(Dataset entries)
________________

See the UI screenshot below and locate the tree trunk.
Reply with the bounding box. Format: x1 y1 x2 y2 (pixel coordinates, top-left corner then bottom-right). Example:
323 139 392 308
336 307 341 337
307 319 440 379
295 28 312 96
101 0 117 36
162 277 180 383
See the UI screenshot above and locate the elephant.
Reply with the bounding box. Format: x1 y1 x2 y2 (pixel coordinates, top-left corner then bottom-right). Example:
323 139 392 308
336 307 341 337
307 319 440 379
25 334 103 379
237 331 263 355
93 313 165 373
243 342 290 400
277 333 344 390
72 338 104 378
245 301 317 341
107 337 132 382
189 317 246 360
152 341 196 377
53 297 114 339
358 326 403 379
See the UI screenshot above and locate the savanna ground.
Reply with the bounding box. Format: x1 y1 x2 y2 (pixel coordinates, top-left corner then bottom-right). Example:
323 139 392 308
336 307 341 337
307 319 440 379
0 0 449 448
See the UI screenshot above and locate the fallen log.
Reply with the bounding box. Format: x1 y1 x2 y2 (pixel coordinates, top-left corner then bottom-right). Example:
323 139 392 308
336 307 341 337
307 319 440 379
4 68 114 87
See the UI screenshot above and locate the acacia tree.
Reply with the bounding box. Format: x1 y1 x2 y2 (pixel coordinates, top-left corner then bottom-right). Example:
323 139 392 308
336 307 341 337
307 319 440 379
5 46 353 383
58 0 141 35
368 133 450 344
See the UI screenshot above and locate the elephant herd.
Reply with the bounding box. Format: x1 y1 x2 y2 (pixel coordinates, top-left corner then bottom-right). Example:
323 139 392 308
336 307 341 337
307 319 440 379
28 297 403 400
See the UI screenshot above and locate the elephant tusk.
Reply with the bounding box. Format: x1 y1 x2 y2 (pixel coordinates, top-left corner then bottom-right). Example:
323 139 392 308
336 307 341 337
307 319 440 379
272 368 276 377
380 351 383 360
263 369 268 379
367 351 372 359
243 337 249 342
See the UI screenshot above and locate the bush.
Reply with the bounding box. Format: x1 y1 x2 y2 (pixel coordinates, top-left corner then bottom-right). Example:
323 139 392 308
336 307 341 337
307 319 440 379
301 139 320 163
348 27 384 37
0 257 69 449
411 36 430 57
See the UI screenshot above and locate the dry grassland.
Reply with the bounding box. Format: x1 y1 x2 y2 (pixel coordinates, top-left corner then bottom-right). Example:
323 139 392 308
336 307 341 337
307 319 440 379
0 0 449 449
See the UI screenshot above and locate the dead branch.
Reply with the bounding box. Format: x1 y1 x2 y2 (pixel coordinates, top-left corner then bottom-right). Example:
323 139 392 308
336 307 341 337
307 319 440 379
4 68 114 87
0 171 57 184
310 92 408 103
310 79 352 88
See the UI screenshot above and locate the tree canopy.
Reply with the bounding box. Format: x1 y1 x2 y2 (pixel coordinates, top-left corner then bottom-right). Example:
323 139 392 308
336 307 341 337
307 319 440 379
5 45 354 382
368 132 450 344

________________

**Task instructions:**
Nothing may be dropped or altered. Copy every line above.

**Written solution:**
See the UI screenshot below and locate the tree trunk.
Reply with the bounding box. Format: x1 y1 x2 y2 (pixel coordinates, top-left corner then bottom-right). Example:
323 139 392 308
336 307 341 337
307 319 440 379
295 28 312 96
101 0 117 36
162 277 180 383
See the UI screenshot above and locate the elephant.
Reply with the bounding box. Format: x1 y1 x2 y2 (pixel coordinates, top-left corner then bottom-right). Example:
323 139 392 308
336 307 341 337
307 319 440 379
25 334 103 379
237 331 263 355
93 313 165 373
243 342 290 400
277 333 344 390
72 338 104 378
245 301 317 341
107 337 132 382
189 317 246 360
152 341 196 377
53 297 114 339
358 326 403 379
See the UI screenshot above and locate the savanna ground.
Reply with the bounding box. Format: x1 y1 x2 y2 (pixel coordinates, top-left corner then bottom-right). Example:
323 139 392 308
336 307 341 337
307 319 440 379
0 0 449 448
See the UI screenshot above and locate the fallen log.
Reply with the bounding box. Format: x1 y1 x2 y2 (pixel coordinates, top-left corner then bottom-right). Example:
323 139 392 308
336 307 341 337
307 319 440 379
4 68 114 87
See the UI screenshot above and locate the acacia tree.
Reply with the bounding box. Format: x1 y1 x2 y2 (pixel coordinates, top-left corner then bottom-right). Example:
323 139 392 308
336 307 341 337
307 319 440 379
5 46 353 383
58 0 141 35
368 133 450 344
See the UI screenshot above and locate the elephant herd.
Reply with the bounding box. Format: x1 y1 x2 y2 (pixel coordinates, top-left corner then bottom-right). Example:
323 139 392 308
336 307 341 337
307 319 440 379
28 297 403 400
See the UI screenshot above and locate the elephant tusk.
Reply with the bounding box. Format: x1 y1 x2 y2 (pixel coordinates, top-left corner then bottom-right). Example:
323 139 392 308
336 307 341 337
307 319 440 379
272 368 276 377
380 351 383 360
263 369 268 379
367 351 372 359
243 337 249 342
See the UI screenshot above and locate the bush.
Reply with the bounding box. Format: x1 y1 x2 y2 (pixel coordinates, top-left corner then bottom-right). Example:
323 139 392 308
336 307 341 337
307 319 440 379
301 139 320 163
348 27 384 37
0 257 69 449
411 36 430 57
See the UI screenshot above and locate the dry grassland.
Reply with the bounding box. Format: x1 y1 x2 y2 (pixel coordinates, top-left corner then bottom-right). Example:
323 139 392 308
336 307 341 337
307 319 440 379
0 0 449 449
See the UI screenshot above and locate the dead branch.
Reply with the bounding box. Format: x1 y1 x2 y2 (pixel coordinates, top-left corner then bottom-right). Example:
323 139 392 308
336 307 341 337
307 319 440 379
4 68 114 87
0 171 57 184
310 92 408 103
310 79 352 88
See the UI screenshot above and locate the tree canopy.
Reply with the bounding box. Format: x1 y1 x2 y2 (pixel coordinates, top-left corner then bottom-right). Example:
323 139 392 308
336 307 341 337
307 319 440 379
5 45 354 382
368 132 450 344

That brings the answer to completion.